§ **EXERCISE**
Your output must be a faithful copy of the listing underneath.

§ **LISTED ENTRIES**
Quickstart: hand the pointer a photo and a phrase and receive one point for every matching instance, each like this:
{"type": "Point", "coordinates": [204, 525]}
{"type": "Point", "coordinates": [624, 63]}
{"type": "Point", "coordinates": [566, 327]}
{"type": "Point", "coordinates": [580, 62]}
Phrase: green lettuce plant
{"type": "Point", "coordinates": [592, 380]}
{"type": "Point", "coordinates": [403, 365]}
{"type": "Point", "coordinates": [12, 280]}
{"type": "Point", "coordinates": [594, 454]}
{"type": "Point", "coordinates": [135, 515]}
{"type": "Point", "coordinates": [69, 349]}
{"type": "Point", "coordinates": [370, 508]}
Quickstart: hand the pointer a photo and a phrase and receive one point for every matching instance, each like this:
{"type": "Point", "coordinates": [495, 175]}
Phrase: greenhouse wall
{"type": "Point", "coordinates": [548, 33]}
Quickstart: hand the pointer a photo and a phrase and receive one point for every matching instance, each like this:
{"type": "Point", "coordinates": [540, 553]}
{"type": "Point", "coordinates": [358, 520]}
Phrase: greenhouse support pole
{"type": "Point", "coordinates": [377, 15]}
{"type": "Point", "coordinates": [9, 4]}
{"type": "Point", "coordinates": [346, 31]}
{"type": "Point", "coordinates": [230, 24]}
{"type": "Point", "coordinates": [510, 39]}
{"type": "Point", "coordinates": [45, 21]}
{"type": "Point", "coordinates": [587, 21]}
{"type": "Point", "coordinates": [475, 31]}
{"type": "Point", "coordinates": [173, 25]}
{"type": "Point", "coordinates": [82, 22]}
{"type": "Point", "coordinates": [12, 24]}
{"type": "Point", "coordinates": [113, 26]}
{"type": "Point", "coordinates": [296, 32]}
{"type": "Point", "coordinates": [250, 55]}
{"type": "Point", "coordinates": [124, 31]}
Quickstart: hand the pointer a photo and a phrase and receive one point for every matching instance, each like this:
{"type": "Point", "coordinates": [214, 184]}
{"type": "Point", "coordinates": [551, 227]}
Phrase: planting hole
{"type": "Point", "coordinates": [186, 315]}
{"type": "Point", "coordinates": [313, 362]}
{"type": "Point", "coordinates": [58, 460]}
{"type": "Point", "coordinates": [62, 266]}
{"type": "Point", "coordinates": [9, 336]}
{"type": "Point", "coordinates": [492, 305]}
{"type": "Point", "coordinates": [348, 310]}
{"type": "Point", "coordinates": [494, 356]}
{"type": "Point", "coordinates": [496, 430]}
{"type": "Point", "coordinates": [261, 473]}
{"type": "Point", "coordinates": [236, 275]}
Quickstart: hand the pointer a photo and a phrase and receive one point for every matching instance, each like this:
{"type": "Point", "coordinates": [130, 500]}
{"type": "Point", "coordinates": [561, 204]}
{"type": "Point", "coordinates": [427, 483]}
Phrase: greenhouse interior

§ **COMPLETED EXERCISE**
Quickstart: hand the pointer a photo and a phrase and receive one point for every matching instance, each like this:
{"type": "Point", "coordinates": [204, 525]}
{"type": "Point", "coordinates": [624, 63]}
{"type": "Point", "coordinates": [566, 327]}
{"type": "Point", "coordinates": [580, 62]}
Phrase: green lettuce plant
{"type": "Point", "coordinates": [592, 380]}
{"type": "Point", "coordinates": [403, 365]}
{"type": "Point", "coordinates": [12, 280]}
{"type": "Point", "coordinates": [594, 454]}
{"type": "Point", "coordinates": [135, 515]}
{"type": "Point", "coordinates": [69, 349]}
{"type": "Point", "coordinates": [370, 508]}
Quickstart: hand the pointer a photo and a phrase and receive one point for every matching instance, each like this:
{"type": "Point", "coordinates": [495, 175]}
Phrase: greenhouse wall
{"type": "Point", "coordinates": [548, 33]}
Quickstart: hand the pointer a photo and a phrase and receive one point for every matching instance, each like this:
{"type": "Point", "coordinates": [540, 553]}
{"type": "Point", "coordinates": [358, 520]}
Phrase: greenhouse support pole
{"type": "Point", "coordinates": [377, 15]}
{"type": "Point", "coordinates": [9, 4]}
{"type": "Point", "coordinates": [346, 31]}
{"type": "Point", "coordinates": [230, 24]}
{"type": "Point", "coordinates": [510, 39]}
{"type": "Point", "coordinates": [45, 21]}
{"type": "Point", "coordinates": [587, 21]}
{"type": "Point", "coordinates": [475, 31]}
{"type": "Point", "coordinates": [173, 25]}
{"type": "Point", "coordinates": [82, 22]}
{"type": "Point", "coordinates": [12, 24]}
{"type": "Point", "coordinates": [113, 26]}
{"type": "Point", "coordinates": [296, 32]}
{"type": "Point", "coordinates": [250, 55]}
{"type": "Point", "coordinates": [124, 31]}
Quickstart: hand the pointer a photo and a phrase and receive one point for every matching instance, each like this:
{"type": "Point", "coordinates": [214, 184]}
{"type": "Point", "coordinates": [551, 227]}
Phrase: planting hole
{"type": "Point", "coordinates": [186, 315]}
{"type": "Point", "coordinates": [313, 362]}
{"type": "Point", "coordinates": [58, 460]}
{"type": "Point", "coordinates": [62, 266]}
{"type": "Point", "coordinates": [9, 336]}
{"type": "Point", "coordinates": [492, 305]}
{"type": "Point", "coordinates": [348, 310]}
{"type": "Point", "coordinates": [494, 356]}
{"type": "Point", "coordinates": [496, 430]}
{"type": "Point", "coordinates": [261, 473]}
{"type": "Point", "coordinates": [236, 275]}
Quickstart: hand the pointer a photo and a phrase and receive one point for every matching instance, each like this:
{"type": "Point", "coordinates": [130, 500]}
{"type": "Point", "coordinates": [561, 204]}
{"type": "Point", "coordinates": [427, 483]}
Phrase: greenhouse interior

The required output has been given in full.